(Data)
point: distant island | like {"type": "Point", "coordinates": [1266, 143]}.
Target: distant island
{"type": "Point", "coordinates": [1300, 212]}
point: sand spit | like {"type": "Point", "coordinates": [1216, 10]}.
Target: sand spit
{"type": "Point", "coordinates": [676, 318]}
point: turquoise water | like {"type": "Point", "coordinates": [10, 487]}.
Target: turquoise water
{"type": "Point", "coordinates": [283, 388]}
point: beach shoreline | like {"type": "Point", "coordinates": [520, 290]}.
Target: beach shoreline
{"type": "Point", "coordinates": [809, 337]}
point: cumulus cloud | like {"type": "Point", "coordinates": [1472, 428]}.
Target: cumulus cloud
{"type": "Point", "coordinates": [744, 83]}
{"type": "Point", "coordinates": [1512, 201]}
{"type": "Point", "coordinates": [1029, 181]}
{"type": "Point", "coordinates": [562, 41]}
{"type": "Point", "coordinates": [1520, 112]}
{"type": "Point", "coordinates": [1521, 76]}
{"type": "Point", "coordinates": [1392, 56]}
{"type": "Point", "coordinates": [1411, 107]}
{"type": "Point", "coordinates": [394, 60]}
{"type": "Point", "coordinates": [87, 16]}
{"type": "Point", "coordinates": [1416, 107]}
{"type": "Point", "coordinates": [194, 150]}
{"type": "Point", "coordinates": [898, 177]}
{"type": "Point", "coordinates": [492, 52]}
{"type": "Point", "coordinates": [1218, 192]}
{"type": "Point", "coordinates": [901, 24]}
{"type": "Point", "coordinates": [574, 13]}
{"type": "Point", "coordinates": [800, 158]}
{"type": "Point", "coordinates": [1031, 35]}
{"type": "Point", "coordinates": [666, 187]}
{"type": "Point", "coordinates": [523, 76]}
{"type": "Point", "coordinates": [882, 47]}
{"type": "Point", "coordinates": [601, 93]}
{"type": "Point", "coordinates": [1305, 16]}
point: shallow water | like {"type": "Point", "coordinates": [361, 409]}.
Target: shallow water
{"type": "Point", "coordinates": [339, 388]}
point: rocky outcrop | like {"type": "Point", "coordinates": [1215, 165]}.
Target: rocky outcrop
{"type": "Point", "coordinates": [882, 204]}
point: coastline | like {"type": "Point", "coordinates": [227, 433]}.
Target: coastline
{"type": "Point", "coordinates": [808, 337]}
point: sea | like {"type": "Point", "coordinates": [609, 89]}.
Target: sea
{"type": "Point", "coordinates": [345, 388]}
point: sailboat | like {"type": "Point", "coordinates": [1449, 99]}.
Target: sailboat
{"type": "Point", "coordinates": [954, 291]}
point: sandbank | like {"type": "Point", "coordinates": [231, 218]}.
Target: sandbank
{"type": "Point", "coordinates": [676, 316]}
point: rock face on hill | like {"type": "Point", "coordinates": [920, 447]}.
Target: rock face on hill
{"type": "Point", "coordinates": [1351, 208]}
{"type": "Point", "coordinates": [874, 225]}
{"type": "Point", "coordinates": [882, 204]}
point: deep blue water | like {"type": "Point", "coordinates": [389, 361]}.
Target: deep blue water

(Instructions for the task) Copy the rows above word for word, with no changes.

(Solution to this exercise)
point: distant island | like {"type": "Point", "coordinates": [1266, 143]}.
Target: distant island
{"type": "Point", "coordinates": [1300, 212]}
point: sand spit | like {"type": "Point", "coordinates": [1216, 10]}.
Target: sand spit
{"type": "Point", "coordinates": [676, 318]}
point: turquoise water | like {"type": "Point", "coordinates": [10, 487]}.
Target: turquoise water
{"type": "Point", "coordinates": [283, 388]}
point: beach shoreline | like {"type": "Point", "coordinates": [520, 290]}.
Target: beach shoreline
{"type": "Point", "coordinates": [809, 337]}
point: cumulus cloud | like {"type": "Point", "coordinates": [1472, 428]}.
Target: cumulus cloud
{"type": "Point", "coordinates": [744, 83]}
{"type": "Point", "coordinates": [1512, 201]}
{"type": "Point", "coordinates": [1029, 181]}
{"type": "Point", "coordinates": [562, 41]}
{"type": "Point", "coordinates": [1520, 112]}
{"type": "Point", "coordinates": [1521, 76]}
{"type": "Point", "coordinates": [1392, 56]}
{"type": "Point", "coordinates": [1411, 107]}
{"type": "Point", "coordinates": [394, 60]}
{"type": "Point", "coordinates": [87, 16]}
{"type": "Point", "coordinates": [1416, 107]}
{"type": "Point", "coordinates": [194, 150]}
{"type": "Point", "coordinates": [898, 177]}
{"type": "Point", "coordinates": [492, 52]}
{"type": "Point", "coordinates": [1218, 192]}
{"type": "Point", "coordinates": [901, 24]}
{"type": "Point", "coordinates": [574, 13]}
{"type": "Point", "coordinates": [800, 158]}
{"type": "Point", "coordinates": [1031, 35]}
{"type": "Point", "coordinates": [666, 187]}
{"type": "Point", "coordinates": [523, 76]}
{"type": "Point", "coordinates": [882, 47]}
{"type": "Point", "coordinates": [601, 93]}
{"type": "Point", "coordinates": [1305, 16]}
point: shallow water | like {"type": "Point", "coordinates": [361, 409]}.
Target: shallow water
{"type": "Point", "coordinates": [339, 388]}
point: rocky outcrop | like {"type": "Point", "coordinates": [1215, 165]}.
Target: rocky outcrop
{"type": "Point", "coordinates": [882, 204]}
point: coastline | like {"type": "Point", "coordinates": [227, 433]}.
Target: coastline
{"type": "Point", "coordinates": [808, 337]}
point: sea | like {"type": "Point", "coordinates": [609, 89]}.
Target: sea
{"type": "Point", "coordinates": [345, 388]}
point: sailboat | like {"type": "Point", "coordinates": [1449, 99]}.
Target: sailboat
{"type": "Point", "coordinates": [954, 291]}
point: sandbank | like {"type": "Point", "coordinates": [231, 218]}.
Target: sandbank
{"type": "Point", "coordinates": [676, 316]}
point: rock face on hill | like {"type": "Point", "coordinates": [920, 447]}.
Target: rock face on hill
{"type": "Point", "coordinates": [1351, 208]}
{"type": "Point", "coordinates": [874, 225]}
{"type": "Point", "coordinates": [882, 204]}
point: deep blue water | like {"type": "Point", "coordinates": [389, 361]}.
Target: deep blue water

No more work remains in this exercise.